_Travail demandé_:
Mettez l'ensemble des lignes du matériel ci-dessous sous forme de liste numérotée, sans les lignes vides. N'incluez pas les images dans votre réponse.

Entrées d'annotation par coordonnées

+-------+

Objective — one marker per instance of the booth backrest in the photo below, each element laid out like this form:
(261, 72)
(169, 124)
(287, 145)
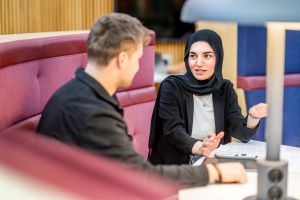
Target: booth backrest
(252, 77)
(32, 69)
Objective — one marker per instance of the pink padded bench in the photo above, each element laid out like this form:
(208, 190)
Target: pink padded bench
(32, 69)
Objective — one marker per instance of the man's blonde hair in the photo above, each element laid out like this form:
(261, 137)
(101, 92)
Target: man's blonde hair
(112, 34)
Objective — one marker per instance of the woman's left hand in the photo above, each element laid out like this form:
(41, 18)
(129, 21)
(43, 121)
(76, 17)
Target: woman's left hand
(258, 111)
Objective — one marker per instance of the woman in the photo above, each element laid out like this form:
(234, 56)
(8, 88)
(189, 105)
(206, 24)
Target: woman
(190, 109)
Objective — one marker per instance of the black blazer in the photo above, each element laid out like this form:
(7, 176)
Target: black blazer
(172, 121)
(81, 113)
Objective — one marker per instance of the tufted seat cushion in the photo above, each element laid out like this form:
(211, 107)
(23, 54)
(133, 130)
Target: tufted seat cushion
(32, 69)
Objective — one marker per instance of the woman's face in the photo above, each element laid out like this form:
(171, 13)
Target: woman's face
(202, 60)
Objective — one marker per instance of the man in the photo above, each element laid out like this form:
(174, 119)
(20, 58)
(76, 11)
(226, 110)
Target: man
(85, 112)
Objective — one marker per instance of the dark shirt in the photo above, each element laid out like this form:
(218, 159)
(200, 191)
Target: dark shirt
(82, 113)
(172, 121)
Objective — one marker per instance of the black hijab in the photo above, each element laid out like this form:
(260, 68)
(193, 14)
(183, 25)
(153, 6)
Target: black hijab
(188, 81)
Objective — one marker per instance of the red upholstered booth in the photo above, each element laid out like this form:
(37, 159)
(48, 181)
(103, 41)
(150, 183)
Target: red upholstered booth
(32, 69)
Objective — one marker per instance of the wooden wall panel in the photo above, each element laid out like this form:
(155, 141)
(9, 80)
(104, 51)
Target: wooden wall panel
(26, 16)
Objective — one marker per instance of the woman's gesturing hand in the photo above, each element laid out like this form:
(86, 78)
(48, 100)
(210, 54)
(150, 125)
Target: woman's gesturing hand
(210, 143)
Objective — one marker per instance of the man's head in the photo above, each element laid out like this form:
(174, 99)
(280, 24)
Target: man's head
(121, 37)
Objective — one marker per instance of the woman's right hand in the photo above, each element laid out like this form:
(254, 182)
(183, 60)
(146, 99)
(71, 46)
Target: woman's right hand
(210, 143)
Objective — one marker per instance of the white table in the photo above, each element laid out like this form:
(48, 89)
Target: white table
(240, 191)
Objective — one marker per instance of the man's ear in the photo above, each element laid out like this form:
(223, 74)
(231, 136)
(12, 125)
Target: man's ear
(122, 59)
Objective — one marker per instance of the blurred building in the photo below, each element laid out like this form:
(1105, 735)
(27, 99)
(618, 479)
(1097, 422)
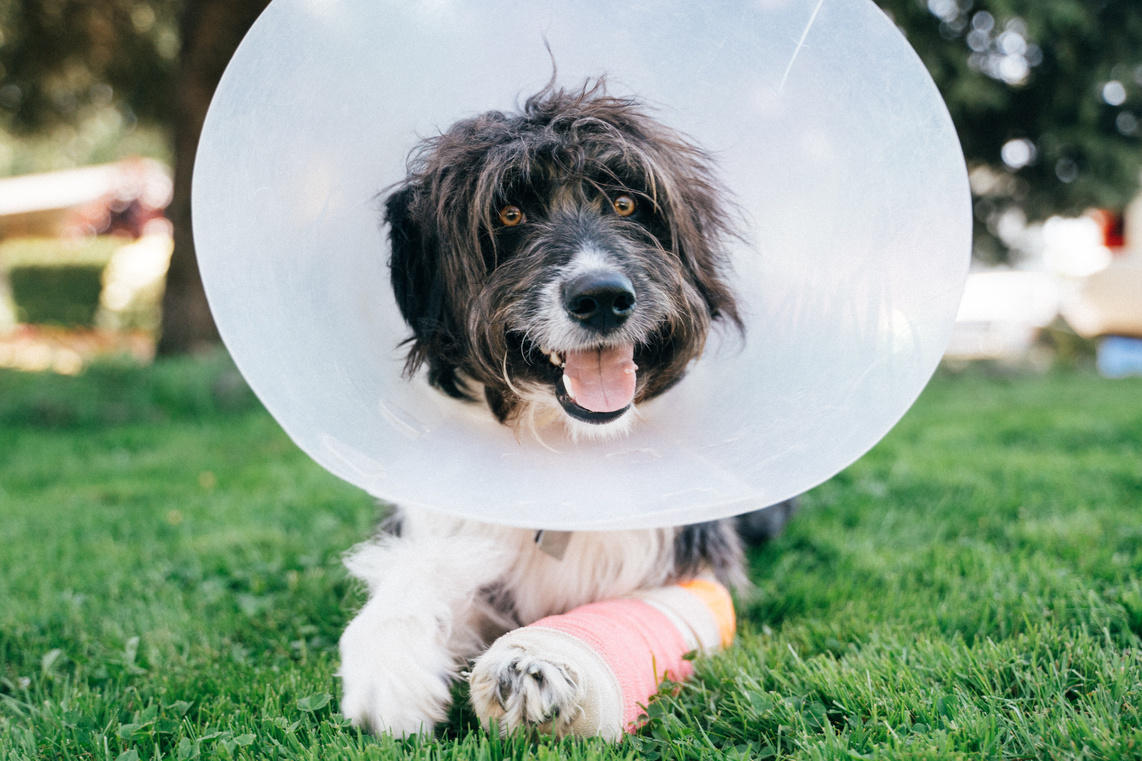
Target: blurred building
(109, 199)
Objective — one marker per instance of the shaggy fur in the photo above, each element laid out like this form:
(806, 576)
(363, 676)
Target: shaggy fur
(578, 227)
(482, 298)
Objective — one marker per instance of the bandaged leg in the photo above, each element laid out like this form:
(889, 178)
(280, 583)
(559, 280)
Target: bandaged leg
(592, 671)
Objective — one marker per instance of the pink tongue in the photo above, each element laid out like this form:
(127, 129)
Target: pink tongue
(601, 379)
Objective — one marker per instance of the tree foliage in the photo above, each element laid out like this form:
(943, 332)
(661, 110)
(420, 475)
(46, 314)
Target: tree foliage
(61, 59)
(1046, 96)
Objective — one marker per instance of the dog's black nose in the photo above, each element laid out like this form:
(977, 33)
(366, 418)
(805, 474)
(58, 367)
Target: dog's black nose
(600, 301)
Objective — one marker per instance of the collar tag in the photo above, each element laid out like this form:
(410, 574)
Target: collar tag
(553, 543)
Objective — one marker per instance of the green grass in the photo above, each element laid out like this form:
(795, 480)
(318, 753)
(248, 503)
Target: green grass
(170, 586)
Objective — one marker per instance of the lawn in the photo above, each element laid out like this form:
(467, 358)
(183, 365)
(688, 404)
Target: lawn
(170, 586)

+-------+

_La réponse_:
1. Objective — one marker per instance of the booth backrest in the photo below, each element laid out like this form:
2. (261, 72)
3. (169, 124)
4. (287, 145)
5. Target: booth backrest
6. (252, 77)
7. (32, 69)
8. Objective — one marker per instance of the pink padded bench in the photo above, each element laid out like this form:
9. (208, 190)
10. Target: pink padded bench
11. (32, 69)
12. Objective — one marker per instance of the man's blonde hair in the photo above, each element laid out like this form:
13. (261, 137)
14. (101, 92)
15. Target: man's blonde hair
16. (112, 34)
17. Objective — one marker per instance of the woman's left hand in the photo above, each element laid out like this form:
18. (41, 18)
19. (129, 21)
20. (43, 121)
21. (76, 17)
22. Target: woman's left hand
23. (258, 111)
24. Objective — one marker per instance of the woman in the photo above, each element laid out like this form:
25. (234, 56)
26. (8, 88)
27. (189, 105)
28. (206, 24)
29. Target: woman
30. (190, 109)
31. Objective — one marker per instance of the black blazer in the photo above, each element laid out like this form:
32. (7, 176)
33. Target: black blazer
34. (172, 121)
35. (81, 113)
36. Objective — one marker per instance of the tufted seat cushion in the photo above, each element laid out like this form:
37. (211, 107)
38. (23, 54)
39. (133, 130)
40. Target: tufted seat cushion
41. (32, 69)
42. Objective — one marker per instance of the woman's face in the photo above, each element laid out like this form:
43. (171, 13)
44. Target: woman's face
45. (202, 60)
46. Objective — one marker per instance of the man in the photo above, each element laid out like this form:
47. (174, 119)
48. (20, 58)
49. (76, 11)
50. (226, 110)
51. Target: man
52. (85, 112)
53. Objective — one marker per instance of the dark shirt in the photo above, each element laid out like this form:
54. (218, 159)
55. (200, 191)
56. Target: dark shirt
57. (82, 113)
58. (172, 121)
59. Objective — one marker per instance of the black hijab in the photo above, each element laid out like this form:
60. (260, 68)
61. (193, 14)
62. (183, 25)
63. (153, 6)
64. Target: black hijab
65. (188, 81)
66. Objective — one marker per instance of the red upholstered booth in the photo above, each element laid out like this form:
67. (37, 159)
68. (48, 181)
69. (103, 41)
70. (150, 183)
71. Target: red upholstered booth
72. (32, 69)
73. Objective — one marker per instance of the wooden wall panel in the photo above, each element laid out like this form:
74. (155, 141)
75. (9, 80)
76. (104, 51)
77. Target: wooden wall panel
78. (26, 16)
79. Objective — one marker per instance of the woman's gesturing hand in the photo above, each element laid out like this form:
80. (86, 78)
81. (48, 100)
82. (210, 54)
83. (150, 125)
84. Target: woman's gesturing hand
85. (210, 143)
86. Objective — one marker per instance of the man's head in the photo above, each element laid out like this form:
87. (174, 99)
88. (280, 24)
89. Target: man's head
90. (121, 37)
91. Objective — one marker per instance of the woman's right hand in the photo above, each element laid out like this form:
92. (254, 182)
93. (183, 60)
94. (146, 99)
95. (71, 46)
96. Target: woman's right hand
97. (210, 143)
98. Objective — one marker per instance of the white table in the photo above, each element laid out like this form:
99. (48, 89)
100. Target: white table
101. (240, 191)
102. Objective — one marker per instance of the man's ear in the photo above, each element laid out like this form:
103. (223, 74)
104. (231, 136)
105. (12, 125)
106. Target: man's ear
107. (122, 59)
108. Objective — one marker per instance of the blurred building in the photo below, each element laid out like this form:
109. (1105, 735)
110. (27, 99)
111. (618, 479)
112. (1097, 422)
113. Target: blurred building
114. (109, 199)
115. Objective — one marker per instance of the shaggy fur in the photo above, each element laid out like this form:
116. (806, 576)
117. (363, 676)
118. Target: shaggy fur
119. (578, 227)
120. (482, 298)
121. Objective — one marker per instance of the bandaged leg in the photo above, each element laid out like this form:
122. (889, 178)
123. (280, 583)
124. (559, 280)
125. Target: bandaged leg
126. (592, 671)
127. Objective — one marker per instance of the pink tongue in the photo above, each element laid out like this form:
128. (127, 129)
129. Target: pink tongue
130. (601, 379)
131. Objective — one marker per instance of the tree foliage in the photo above, each element laid out like this form:
132. (943, 332)
133. (661, 110)
134. (420, 475)
135. (46, 314)
136. Target: tree foliage
137. (61, 59)
138. (1046, 96)
139. Objective — one marker per instance of the dog's black nose in the photo above, each element laid out like this form:
140. (977, 33)
141. (366, 418)
142. (805, 474)
143. (58, 367)
144. Target: dog's black nose
145. (600, 301)
146. Objective — one marker per instance of the collar tag in the photo above, each element laid out like this form:
147. (410, 574)
148. Target: collar tag
149. (553, 543)
150. Objective — one marker per instance of the green grass in the photo above, each element laid out like this form:
151. (795, 480)
152. (318, 753)
153. (248, 503)
154. Target: green grass
155. (170, 586)
156. Objective — one marker per instance of the lawn in the photo above, each element laid out like this form:
157. (467, 358)
158. (183, 365)
159. (688, 404)
160. Target: lawn
161. (170, 586)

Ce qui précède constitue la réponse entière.